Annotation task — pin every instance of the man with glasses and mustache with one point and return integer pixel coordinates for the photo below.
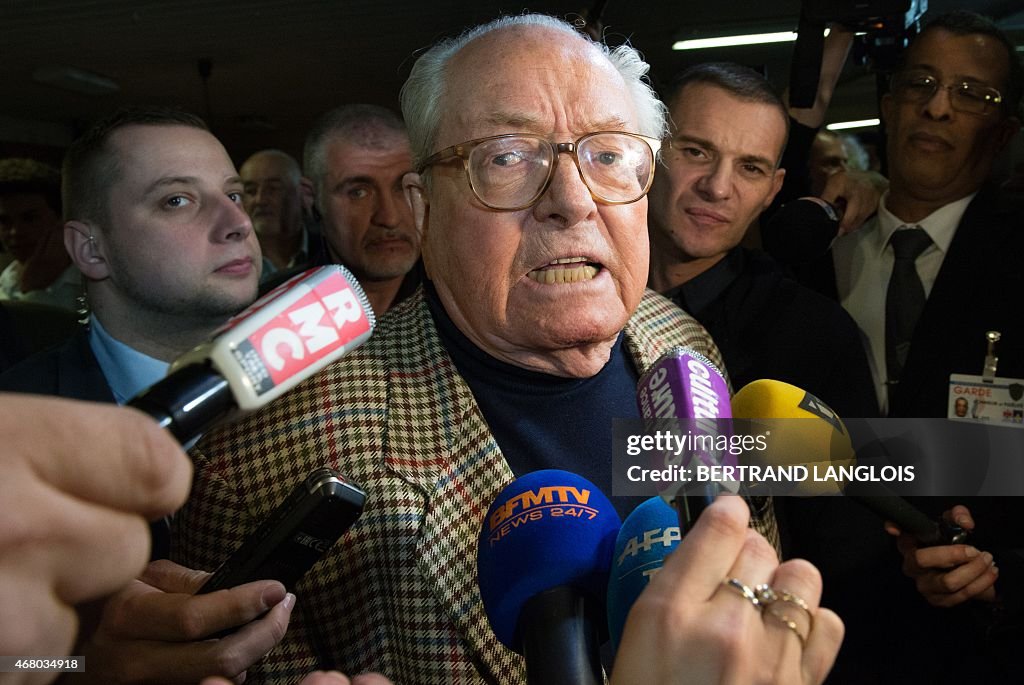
(936, 269)
(535, 147)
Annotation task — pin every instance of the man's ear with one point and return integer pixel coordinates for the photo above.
(885, 106)
(776, 184)
(412, 184)
(1006, 131)
(85, 250)
(307, 195)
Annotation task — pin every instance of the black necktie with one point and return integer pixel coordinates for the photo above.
(905, 298)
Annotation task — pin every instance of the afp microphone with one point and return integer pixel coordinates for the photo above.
(685, 385)
(274, 344)
(647, 536)
(543, 560)
(822, 438)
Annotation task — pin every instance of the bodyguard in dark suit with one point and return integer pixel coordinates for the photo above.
(925, 310)
(719, 171)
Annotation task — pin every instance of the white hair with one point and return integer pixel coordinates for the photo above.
(423, 94)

**Directions for this task:** Recast the data above as a two-column CSV with the headers "task" and "points", one row for each line beginning "Annotation task". Put that line's text and all of its coordinates each in a single quoted field, with line breaks turned into spaces, and leave the pictures out.

**Finished task:**
task,points
"Annotation task — pin every instance of the man with glasses and mustache with one point and return integer pixel coordinates for the photo below.","(936, 269) (535, 147)"
"Annotation task — pin every instance of the man's ear with one point and return integer pixel coordinates for the photo above.","(885, 106) (776, 184) (412, 184) (1006, 131) (85, 250) (307, 195)"
"Annotation task — pin every instance of the black necktie with one point and return integer pixel coordinates for the photo above.","(905, 298)"
"Annotation task — pin every instance of the afp microphone with one point and return integer pixel coordinates for the photo above.","(685, 385) (274, 344) (647, 536) (543, 560) (822, 438)"
"Annotation task — pin every instance of the bodyguard in dark suit with one point and return integer pixel coordinates for the photo above.","(925, 310) (719, 171)"
"Annotation task — pin every instance of the white hair with one point and return integer pixel coordinates for the photo above.","(423, 94)"